## [Exercise brief]
For every line in the data below, check for the word "chrome", then state how many lines have it. Answer with the number only.

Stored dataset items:
━━━━━━━━

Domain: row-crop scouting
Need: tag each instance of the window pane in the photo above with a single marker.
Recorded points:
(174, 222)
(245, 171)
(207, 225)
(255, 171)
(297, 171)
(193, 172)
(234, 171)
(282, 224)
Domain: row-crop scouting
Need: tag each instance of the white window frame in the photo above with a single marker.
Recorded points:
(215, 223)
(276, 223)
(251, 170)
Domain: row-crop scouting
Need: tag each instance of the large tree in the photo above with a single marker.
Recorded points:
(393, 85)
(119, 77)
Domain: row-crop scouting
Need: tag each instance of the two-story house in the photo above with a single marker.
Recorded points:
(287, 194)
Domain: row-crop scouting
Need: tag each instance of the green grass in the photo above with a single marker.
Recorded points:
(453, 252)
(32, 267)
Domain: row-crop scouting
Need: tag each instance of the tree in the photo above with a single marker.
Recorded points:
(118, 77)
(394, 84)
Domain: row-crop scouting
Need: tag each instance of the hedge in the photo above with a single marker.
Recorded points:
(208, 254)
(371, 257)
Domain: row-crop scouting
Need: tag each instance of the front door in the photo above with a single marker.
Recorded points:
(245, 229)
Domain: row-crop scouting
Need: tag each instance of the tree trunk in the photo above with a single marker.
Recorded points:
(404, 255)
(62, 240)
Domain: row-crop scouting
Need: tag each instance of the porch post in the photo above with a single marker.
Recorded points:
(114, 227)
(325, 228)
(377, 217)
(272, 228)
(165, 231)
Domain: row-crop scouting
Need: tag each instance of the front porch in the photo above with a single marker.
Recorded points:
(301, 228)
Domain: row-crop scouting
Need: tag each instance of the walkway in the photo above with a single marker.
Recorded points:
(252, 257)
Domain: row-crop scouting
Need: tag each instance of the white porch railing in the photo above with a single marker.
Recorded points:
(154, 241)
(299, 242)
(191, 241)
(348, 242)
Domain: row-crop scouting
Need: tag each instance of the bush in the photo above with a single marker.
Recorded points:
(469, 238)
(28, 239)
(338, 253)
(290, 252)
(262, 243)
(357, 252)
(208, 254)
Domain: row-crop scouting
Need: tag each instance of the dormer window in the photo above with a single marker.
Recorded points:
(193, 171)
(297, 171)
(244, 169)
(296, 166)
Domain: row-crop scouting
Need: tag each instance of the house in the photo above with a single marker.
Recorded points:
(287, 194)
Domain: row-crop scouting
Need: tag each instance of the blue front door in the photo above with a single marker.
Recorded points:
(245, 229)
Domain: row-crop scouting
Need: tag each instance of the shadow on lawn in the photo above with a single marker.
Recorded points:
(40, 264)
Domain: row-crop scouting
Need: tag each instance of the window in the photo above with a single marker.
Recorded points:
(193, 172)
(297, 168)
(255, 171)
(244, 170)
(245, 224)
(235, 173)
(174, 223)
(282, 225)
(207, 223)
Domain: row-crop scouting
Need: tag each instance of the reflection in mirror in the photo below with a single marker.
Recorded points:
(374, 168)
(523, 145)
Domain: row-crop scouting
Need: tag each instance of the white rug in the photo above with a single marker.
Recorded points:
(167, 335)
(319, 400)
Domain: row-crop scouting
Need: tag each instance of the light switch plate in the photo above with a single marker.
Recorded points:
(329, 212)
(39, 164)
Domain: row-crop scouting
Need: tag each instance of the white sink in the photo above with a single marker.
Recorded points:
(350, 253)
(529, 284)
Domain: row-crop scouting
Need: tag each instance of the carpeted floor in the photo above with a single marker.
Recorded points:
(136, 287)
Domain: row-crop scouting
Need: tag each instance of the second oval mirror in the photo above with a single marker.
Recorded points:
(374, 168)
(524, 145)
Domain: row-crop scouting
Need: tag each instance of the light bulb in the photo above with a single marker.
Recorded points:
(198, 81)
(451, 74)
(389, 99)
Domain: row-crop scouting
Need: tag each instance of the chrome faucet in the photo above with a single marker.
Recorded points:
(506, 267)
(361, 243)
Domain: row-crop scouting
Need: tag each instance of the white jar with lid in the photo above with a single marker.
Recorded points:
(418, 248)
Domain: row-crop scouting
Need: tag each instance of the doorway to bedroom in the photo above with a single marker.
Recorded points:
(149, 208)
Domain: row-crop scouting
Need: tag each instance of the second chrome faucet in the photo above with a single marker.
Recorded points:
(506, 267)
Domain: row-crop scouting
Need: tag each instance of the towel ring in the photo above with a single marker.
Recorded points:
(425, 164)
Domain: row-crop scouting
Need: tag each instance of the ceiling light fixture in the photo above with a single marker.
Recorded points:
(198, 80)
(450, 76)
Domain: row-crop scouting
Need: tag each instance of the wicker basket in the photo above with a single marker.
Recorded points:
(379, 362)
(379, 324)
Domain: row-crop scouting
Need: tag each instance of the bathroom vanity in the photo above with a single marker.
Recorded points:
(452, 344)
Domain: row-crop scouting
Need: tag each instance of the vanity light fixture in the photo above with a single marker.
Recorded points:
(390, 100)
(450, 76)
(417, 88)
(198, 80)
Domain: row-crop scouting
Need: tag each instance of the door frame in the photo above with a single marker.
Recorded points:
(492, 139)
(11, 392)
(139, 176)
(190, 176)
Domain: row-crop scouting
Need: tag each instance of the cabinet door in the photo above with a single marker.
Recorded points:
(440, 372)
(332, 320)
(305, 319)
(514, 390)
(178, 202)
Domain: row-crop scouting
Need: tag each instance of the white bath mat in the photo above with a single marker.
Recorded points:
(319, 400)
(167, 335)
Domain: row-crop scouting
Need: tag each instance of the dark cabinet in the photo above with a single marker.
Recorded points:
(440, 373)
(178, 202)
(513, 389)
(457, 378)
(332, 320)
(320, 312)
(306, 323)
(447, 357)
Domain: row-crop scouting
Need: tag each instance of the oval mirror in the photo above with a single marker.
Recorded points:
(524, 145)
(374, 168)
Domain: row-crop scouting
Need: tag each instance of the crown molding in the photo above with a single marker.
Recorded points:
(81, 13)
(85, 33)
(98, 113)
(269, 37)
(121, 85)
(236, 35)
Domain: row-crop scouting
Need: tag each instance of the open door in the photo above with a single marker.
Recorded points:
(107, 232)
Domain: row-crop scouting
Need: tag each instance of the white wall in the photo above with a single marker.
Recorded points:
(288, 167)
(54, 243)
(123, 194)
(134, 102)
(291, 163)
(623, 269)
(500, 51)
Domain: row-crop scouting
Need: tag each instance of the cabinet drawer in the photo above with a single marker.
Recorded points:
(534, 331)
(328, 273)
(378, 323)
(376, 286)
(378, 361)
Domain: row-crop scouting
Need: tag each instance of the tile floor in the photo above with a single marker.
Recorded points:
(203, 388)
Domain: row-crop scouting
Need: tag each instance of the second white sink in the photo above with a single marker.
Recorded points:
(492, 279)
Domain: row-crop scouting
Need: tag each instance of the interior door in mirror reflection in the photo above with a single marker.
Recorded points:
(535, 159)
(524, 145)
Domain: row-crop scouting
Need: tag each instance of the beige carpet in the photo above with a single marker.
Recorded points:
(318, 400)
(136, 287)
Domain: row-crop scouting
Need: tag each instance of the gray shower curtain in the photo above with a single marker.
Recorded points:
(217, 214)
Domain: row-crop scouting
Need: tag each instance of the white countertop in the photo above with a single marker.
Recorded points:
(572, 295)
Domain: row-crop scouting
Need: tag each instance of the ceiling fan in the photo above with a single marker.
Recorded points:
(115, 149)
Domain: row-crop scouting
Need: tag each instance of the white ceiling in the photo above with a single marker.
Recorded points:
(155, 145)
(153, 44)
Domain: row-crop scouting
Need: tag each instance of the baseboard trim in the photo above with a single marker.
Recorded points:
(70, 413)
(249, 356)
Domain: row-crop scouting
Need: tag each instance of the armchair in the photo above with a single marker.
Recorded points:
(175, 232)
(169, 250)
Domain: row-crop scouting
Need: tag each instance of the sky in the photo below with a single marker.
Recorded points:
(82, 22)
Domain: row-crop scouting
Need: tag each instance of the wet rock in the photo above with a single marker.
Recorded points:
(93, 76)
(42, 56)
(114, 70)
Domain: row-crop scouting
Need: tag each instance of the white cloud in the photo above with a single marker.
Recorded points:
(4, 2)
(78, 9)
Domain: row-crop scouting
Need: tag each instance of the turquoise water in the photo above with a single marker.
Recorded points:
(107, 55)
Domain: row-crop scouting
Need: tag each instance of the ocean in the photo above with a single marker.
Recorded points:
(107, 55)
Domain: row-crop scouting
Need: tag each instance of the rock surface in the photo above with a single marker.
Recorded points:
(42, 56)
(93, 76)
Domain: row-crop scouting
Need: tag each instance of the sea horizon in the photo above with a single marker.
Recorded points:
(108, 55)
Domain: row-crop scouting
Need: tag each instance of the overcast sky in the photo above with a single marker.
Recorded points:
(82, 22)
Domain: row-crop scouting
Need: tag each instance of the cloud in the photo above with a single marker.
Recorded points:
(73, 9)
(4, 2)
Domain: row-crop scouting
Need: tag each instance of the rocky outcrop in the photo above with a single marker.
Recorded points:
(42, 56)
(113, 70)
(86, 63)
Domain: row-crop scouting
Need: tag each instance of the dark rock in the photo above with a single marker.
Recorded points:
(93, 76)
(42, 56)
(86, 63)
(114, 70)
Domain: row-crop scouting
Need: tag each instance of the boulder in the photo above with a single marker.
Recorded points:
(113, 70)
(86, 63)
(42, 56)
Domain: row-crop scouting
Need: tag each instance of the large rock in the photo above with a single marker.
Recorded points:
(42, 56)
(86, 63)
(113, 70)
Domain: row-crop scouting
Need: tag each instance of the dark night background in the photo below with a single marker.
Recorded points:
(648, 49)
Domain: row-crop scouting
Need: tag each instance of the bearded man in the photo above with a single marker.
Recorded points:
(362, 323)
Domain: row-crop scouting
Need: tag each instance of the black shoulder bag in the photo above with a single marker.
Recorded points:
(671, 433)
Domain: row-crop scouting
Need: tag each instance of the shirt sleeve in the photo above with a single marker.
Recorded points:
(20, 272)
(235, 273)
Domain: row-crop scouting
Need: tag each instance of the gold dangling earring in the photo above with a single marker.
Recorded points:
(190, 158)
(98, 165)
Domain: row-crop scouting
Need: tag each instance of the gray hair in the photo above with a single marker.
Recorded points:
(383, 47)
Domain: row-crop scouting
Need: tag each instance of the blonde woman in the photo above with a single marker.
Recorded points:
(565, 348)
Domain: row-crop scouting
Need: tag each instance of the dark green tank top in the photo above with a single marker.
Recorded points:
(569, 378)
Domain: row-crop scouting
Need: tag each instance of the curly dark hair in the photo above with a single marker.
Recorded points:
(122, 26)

━━━━━━━━

## [Answer section]
2